* Supplied records *
******

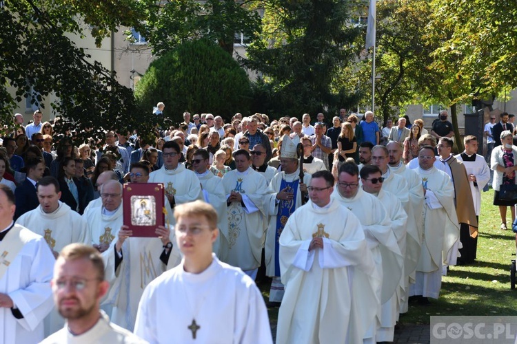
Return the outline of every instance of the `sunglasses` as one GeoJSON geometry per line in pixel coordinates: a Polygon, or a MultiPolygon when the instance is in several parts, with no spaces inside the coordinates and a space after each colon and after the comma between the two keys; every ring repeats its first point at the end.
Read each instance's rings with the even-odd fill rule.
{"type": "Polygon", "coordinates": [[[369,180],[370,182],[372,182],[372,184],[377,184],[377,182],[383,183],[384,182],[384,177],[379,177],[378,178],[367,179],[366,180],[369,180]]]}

******

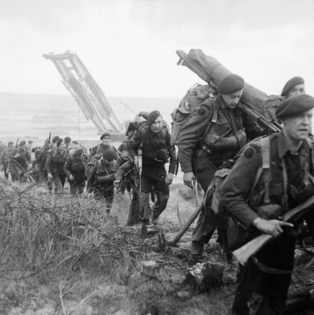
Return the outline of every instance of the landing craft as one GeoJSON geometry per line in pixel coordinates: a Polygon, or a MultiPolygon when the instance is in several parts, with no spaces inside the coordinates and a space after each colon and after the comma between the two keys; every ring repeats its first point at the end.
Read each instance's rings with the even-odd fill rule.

******

* Work to complete *
Count how many lines of the entries above contain the string "each", with case counting, and give only the number.

* Correct answer *
4